▸ Work to be completed
Quote exactly, and only, the lines from the one with "Could you please outline every instance of the tomato" through the end of the listing.

--- start of The records ---

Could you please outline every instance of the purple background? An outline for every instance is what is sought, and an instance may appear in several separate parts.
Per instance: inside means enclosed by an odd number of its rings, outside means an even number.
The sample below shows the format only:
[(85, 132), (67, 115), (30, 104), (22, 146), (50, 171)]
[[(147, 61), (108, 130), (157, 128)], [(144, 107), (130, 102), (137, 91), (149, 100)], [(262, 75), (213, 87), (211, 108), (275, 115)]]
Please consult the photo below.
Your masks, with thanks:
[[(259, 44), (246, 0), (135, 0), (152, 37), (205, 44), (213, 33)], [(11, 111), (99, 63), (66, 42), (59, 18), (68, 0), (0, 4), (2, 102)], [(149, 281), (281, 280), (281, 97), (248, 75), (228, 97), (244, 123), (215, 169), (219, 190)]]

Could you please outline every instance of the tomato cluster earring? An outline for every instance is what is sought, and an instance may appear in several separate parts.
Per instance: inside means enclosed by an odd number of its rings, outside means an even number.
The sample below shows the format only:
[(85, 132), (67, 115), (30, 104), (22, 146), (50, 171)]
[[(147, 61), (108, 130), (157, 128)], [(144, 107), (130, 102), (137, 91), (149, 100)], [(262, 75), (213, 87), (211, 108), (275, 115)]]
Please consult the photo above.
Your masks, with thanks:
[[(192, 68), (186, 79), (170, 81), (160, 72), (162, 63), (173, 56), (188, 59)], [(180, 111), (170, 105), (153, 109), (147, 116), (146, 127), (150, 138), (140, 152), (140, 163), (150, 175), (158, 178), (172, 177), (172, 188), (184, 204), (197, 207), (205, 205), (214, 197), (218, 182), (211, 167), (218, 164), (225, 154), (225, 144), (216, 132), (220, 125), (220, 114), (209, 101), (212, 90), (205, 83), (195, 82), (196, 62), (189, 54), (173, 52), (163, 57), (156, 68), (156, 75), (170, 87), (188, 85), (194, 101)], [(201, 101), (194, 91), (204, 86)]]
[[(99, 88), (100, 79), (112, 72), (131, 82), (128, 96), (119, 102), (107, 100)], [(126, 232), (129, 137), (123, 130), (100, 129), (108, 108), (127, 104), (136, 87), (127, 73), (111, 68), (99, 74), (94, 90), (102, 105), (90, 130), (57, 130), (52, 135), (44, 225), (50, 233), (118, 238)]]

--- end of The records ---

▸ Full solution
Could you please outline every instance of the tomato cluster earring? An outline for every instance is what is sought, and an instance may appear in several separate parts.
Per instance: inside means enclosed by an odd number of its rings, outside means an even number.
The sample below shows the format only:
[(85, 132), (67, 115), (30, 104), (22, 146), (50, 171)]
[[(147, 61), (108, 130), (157, 128)], [(144, 107), (130, 102), (137, 91), (149, 100)], [(262, 75), (213, 87), (211, 108), (275, 115)]]
Please consult the photo above.
Your masks, with thanks:
[[(192, 68), (186, 79), (170, 81), (160, 72), (162, 63), (173, 56), (188, 59)], [(180, 111), (170, 105), (153, 109), (147, 116), (146, 127), (150, 138), (140, 152), (140, 163), (150, 175), (158, 178), (172, 177), (172, 188), (184, 204), (197, 207), (205, 205), (214, 197), (218, 182), (211, 167), (218, 164), (225, 154), (225, 144), (216, 132), (220, 125), (220, 114), (209, 101), (212, 90), (205, 83), (195, 82), (196, 62), (189, 54), (173, 52), (163, 57), (156, 68), (156, 75), (170, 87), (188, 85), (194, 101)], [(201, 101), (194, 91), (204, 86)]]
[[(99, 88), (100, 79), (112, 72), (131, 82), (128, 96), (119, 102), (107, 100)], [(126, 232), (129, 137), (123, 130), (100, 129), (108, 108), (127, 104), (136, 87), (127, 73), (111, 68), (99, 74), (94, 90), (102, 105), (90, 130), (57, 130), (52, 135), (44, 225), (50, 233), (118, 238)]]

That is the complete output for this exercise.